SUPPLIED TEXT >>
Returns the version of the hardware running on the hardware.

Returns

the version of the hardware (e.g. 120 for 1.2)

Return type

int

initialise()[source]

Initialise the TPM.

initialise_beamformer(start_channel, nof_channels, is_first, is_last)[source]

Initialise the beamformer.

Parameters
  • start_channel (int) – the start channel

  • nof_channels (int) – number of channels

  • is_first (bool) – whether this is the first (?)

  • is_last (bool) – whether this is the last (?)

property is_beamformer_running

Check if beamformer is running.

Returns

whether the beamformer is running

Return type

bool

property is_programmed

Return whether the TPM is programmed or not.

Returns

whether the TPM is programmed of not

Return type

bool

load_antenna_tapering(beam, tapering_coefficients)[source]

Loat the antenna tapering coefficients.

Parameters
  • beam (int) – beam index

  • tapering_coefficients (list(float)) – list of tapering coefficients for each antenna

load_beam_angle(angle_coefficients)[source]

Load the beam angle.

Parameters

angle_coefficients (list(float)) – list containing angle coefficients for each beam

load_calibration_coefficients(antenna, calibration_coefficients)[source]

Load calibration coefficients. These may include any rotation matrix (e.g. the parallactic angle), but do not include the geometric delay.

Parameters
  • antenna (int) – the antenna to which the coefficients apply

  • calibration_coefficients (list(int)) – a bidirectional complex array of coefficients, flattened into a list

load_calibration_curve(antenna, beam, calibration_coefficients)[source]

Load calibration curve. This is the frequency dependent response for a single antenna and beam, as a function of frequency. It will be combined together with tapering coefficients and beam angles by ComputeCalibrationCoefficients, which will also make them active like SwitchCalibrationBank. The calibration coefficients do not include the geometric delay.

Parameters
  • antenna (int) – the antenna to which the coefficients apply

  • beam (int) – the beam to which the coefficients apply

  • calibration_coefficients (list(int)) – a bidirectional complex array of coefficients, flattened into a list

load_pointing_delay(load_time)[source]

Load the pointing delay at a specified time.

Parameters

load_time (int) – time at which to load the pointing delay

property phase_terminal_count

Get phase terminal count.

Returns

phase terminal count

Return type

int

post_synchronisation()[source]

Perform post tile configuration synchronization.

property pps_delay

Returns the PPS delay of the TPM.

Returns

PPS delay

Return type

float

read_address(address, nvalues)[source]

Returns a list of values from a given address.

Parameters
  • address (int) – address of start of read

  • nvalues (int) – number of values to read

Returns

values at the address

Return type

list(int)

EXERCISE AIM >>
Summarize the TPM interface documentation above in two sentences.

GIVEN DATA >>
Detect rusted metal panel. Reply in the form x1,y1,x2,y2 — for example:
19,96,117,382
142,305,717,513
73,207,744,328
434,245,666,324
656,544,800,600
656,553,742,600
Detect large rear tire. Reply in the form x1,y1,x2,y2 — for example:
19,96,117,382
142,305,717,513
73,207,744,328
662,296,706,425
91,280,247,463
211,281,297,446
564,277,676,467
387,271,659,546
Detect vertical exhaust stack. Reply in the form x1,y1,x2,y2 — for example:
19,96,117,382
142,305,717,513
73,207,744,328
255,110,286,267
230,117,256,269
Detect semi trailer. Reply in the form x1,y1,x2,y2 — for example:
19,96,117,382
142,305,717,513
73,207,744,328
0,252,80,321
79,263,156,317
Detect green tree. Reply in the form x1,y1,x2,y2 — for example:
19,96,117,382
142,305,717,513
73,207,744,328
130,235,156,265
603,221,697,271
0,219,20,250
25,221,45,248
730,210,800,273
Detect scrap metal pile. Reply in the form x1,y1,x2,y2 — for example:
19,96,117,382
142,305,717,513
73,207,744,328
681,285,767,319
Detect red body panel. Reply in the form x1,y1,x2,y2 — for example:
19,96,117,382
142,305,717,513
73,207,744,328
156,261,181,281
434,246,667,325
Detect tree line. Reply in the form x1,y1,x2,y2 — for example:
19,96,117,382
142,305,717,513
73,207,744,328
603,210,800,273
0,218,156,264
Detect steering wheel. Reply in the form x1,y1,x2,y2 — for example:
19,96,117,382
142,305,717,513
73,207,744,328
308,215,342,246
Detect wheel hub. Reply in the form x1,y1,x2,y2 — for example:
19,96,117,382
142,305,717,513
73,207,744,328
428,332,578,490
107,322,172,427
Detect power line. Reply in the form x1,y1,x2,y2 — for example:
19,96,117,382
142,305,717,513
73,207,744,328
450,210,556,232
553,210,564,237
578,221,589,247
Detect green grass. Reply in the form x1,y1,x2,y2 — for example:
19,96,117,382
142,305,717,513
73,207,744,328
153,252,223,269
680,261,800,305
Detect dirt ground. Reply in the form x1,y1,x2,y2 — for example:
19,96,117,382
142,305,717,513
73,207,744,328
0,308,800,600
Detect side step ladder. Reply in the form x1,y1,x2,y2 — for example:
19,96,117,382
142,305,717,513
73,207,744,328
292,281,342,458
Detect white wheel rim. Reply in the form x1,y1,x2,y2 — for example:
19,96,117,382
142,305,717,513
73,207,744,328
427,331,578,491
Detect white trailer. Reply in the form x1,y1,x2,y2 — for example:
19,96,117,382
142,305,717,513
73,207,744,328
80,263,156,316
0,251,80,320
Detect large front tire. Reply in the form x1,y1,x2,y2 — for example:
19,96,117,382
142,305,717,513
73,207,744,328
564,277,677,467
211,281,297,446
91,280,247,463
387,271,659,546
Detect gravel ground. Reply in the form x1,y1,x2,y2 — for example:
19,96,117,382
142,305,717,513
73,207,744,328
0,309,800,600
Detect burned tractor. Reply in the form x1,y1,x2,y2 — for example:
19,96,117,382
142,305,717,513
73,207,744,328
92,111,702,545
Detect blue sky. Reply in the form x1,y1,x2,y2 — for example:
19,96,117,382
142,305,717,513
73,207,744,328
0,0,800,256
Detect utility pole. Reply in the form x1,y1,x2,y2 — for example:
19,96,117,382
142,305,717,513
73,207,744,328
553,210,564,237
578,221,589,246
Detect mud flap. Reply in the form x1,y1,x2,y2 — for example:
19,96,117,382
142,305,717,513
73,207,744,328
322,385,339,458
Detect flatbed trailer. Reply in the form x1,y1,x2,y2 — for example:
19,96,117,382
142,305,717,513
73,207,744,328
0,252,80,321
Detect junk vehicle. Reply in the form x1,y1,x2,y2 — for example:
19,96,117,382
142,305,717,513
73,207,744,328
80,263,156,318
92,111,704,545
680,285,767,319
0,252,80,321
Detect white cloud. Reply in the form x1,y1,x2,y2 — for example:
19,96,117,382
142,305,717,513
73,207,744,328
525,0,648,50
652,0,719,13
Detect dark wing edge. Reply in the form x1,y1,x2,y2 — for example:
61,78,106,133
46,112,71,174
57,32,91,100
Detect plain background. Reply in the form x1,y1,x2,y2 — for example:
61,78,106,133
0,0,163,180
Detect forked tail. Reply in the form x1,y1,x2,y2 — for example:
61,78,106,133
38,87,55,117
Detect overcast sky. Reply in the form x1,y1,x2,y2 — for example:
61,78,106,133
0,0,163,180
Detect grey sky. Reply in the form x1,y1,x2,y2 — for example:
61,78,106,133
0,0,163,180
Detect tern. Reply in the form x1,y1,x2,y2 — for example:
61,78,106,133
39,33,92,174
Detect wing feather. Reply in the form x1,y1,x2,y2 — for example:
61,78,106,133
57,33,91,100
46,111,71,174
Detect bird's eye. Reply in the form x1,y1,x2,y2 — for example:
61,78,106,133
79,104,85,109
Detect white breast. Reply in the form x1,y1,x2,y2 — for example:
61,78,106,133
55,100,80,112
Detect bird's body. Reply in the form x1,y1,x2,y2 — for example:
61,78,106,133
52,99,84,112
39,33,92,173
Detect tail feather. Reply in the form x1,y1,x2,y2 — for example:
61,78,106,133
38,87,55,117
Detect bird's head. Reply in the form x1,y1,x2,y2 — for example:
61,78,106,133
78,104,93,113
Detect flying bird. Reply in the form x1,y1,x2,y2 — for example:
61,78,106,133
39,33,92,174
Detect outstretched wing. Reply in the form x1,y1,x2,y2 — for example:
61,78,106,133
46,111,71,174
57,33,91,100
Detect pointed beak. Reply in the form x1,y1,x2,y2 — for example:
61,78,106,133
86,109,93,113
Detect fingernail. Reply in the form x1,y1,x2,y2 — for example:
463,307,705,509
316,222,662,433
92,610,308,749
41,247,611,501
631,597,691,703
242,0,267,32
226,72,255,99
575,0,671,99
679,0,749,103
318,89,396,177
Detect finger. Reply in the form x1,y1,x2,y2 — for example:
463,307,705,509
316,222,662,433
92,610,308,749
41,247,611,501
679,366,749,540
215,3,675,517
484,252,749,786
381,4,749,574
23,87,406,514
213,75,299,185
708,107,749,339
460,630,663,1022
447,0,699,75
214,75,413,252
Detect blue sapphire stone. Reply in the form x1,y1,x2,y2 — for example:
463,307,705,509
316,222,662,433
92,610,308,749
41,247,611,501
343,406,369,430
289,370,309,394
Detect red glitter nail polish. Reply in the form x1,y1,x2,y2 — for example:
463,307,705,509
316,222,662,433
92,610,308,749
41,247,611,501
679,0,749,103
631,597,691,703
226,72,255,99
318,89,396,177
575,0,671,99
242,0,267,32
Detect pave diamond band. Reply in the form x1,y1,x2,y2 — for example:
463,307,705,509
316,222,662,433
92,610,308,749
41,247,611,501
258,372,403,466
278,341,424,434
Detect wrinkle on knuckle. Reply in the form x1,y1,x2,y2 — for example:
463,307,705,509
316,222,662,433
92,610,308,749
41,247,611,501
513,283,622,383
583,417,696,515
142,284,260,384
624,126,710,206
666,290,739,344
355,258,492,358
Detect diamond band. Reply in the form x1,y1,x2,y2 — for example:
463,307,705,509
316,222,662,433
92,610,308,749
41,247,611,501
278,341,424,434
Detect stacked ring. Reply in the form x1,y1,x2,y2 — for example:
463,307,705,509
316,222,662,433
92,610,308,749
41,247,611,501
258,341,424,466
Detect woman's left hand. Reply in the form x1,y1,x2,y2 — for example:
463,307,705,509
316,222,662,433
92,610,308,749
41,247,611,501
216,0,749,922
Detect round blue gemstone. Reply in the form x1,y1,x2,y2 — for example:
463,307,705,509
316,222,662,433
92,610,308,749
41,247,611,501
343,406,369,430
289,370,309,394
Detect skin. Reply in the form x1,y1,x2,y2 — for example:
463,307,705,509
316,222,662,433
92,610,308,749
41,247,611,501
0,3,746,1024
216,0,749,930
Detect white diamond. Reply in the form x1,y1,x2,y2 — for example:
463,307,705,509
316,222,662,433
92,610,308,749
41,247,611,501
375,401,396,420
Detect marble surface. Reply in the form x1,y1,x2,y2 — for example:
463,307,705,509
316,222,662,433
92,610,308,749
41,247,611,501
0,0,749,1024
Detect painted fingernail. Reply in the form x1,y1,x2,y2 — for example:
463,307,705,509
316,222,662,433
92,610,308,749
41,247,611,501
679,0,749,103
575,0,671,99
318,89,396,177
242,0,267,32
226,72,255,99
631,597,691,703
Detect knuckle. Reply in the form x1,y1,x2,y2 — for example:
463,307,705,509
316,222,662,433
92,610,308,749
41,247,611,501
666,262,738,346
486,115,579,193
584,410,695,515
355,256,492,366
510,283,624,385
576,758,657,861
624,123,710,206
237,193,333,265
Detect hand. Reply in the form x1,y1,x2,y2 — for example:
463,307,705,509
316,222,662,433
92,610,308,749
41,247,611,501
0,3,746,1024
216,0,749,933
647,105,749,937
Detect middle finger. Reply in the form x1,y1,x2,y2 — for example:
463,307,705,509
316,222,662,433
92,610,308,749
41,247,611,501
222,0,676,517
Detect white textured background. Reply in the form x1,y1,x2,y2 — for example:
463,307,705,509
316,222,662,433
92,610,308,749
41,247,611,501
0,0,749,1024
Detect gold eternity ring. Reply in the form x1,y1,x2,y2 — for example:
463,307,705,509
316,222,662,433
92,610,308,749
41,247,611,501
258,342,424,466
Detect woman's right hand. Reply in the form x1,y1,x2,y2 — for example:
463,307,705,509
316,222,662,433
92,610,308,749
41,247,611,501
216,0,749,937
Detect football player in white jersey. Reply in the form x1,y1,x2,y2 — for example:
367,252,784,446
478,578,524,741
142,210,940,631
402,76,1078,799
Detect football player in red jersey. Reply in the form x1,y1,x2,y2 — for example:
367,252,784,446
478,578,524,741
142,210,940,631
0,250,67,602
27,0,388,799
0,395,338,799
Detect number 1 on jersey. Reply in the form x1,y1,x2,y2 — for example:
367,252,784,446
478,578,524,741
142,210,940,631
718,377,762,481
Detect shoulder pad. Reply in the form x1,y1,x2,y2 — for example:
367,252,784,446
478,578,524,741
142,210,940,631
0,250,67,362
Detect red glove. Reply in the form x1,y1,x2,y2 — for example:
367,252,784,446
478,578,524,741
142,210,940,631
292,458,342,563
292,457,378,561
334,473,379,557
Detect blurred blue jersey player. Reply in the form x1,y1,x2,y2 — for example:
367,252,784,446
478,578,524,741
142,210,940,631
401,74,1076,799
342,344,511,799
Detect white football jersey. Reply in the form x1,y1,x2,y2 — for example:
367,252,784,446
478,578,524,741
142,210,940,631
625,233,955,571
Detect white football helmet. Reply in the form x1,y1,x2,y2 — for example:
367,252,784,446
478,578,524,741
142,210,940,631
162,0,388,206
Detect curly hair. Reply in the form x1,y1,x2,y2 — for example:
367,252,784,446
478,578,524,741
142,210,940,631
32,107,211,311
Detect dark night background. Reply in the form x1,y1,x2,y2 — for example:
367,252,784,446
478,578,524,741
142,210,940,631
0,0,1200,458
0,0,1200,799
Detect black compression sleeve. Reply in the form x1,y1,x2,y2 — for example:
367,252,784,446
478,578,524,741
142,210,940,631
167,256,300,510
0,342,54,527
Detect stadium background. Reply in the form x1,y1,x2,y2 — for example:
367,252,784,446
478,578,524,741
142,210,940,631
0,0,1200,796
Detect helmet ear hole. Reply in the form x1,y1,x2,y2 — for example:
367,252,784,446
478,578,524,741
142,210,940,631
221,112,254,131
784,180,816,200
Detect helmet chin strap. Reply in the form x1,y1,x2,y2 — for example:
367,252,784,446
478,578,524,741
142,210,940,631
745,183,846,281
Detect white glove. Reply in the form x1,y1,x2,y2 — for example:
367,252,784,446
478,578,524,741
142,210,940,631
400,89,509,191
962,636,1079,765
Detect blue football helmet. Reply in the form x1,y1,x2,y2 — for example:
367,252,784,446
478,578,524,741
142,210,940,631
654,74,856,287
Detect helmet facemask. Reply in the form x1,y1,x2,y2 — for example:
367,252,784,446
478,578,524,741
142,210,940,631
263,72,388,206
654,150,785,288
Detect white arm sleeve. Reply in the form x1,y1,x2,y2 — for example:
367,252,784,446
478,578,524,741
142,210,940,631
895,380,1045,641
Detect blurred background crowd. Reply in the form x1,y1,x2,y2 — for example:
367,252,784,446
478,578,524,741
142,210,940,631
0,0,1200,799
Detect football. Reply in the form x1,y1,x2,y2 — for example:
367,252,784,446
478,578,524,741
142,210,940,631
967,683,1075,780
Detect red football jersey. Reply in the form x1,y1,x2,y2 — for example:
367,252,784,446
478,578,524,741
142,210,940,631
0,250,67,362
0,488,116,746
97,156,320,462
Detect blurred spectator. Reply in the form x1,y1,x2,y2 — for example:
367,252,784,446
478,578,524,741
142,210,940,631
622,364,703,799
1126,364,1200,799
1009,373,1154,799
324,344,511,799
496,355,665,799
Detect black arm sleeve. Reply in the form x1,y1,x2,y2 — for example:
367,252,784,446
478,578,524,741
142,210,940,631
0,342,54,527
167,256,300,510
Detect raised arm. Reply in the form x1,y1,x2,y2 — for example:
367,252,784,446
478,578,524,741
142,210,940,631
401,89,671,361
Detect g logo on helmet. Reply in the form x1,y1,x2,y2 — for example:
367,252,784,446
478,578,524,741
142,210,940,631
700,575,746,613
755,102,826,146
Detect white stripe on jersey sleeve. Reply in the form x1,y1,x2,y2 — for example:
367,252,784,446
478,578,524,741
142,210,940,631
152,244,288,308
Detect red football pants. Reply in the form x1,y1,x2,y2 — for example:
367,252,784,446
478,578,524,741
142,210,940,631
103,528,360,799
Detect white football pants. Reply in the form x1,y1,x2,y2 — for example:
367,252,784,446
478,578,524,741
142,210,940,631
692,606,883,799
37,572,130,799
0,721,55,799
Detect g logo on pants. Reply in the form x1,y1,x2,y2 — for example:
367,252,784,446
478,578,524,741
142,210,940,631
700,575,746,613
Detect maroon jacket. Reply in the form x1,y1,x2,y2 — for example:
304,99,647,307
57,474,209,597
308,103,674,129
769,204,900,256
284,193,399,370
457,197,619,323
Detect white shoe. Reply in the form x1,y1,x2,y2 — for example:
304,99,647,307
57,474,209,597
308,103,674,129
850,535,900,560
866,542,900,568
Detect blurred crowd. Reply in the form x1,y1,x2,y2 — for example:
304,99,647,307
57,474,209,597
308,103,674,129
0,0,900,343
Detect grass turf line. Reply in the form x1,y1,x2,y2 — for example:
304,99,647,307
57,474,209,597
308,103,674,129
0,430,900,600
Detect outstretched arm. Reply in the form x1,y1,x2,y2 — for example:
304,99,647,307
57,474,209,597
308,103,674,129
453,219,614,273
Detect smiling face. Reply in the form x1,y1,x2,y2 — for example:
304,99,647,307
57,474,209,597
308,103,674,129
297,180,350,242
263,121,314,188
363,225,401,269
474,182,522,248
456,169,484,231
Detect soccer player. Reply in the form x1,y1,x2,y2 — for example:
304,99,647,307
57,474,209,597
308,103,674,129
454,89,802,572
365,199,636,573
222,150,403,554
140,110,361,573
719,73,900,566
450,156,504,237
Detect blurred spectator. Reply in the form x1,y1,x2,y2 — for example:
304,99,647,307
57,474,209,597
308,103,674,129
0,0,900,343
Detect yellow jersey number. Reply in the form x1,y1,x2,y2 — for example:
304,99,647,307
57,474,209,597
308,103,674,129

ANSWER >>
The documentation covers TPM operations and properties: initialising the TPM and its beamformer, checking whether the beamformer is running or the TPM is programmed, and returning the hardware version, phase terminal count and PPS delay. It also covers loading antenna tapering coefficients, beam angles, calibration coefficients and curves (which exclude the geometric delay), and pointing delays, along with post-configuration synchronization and reading a list of values from a given address.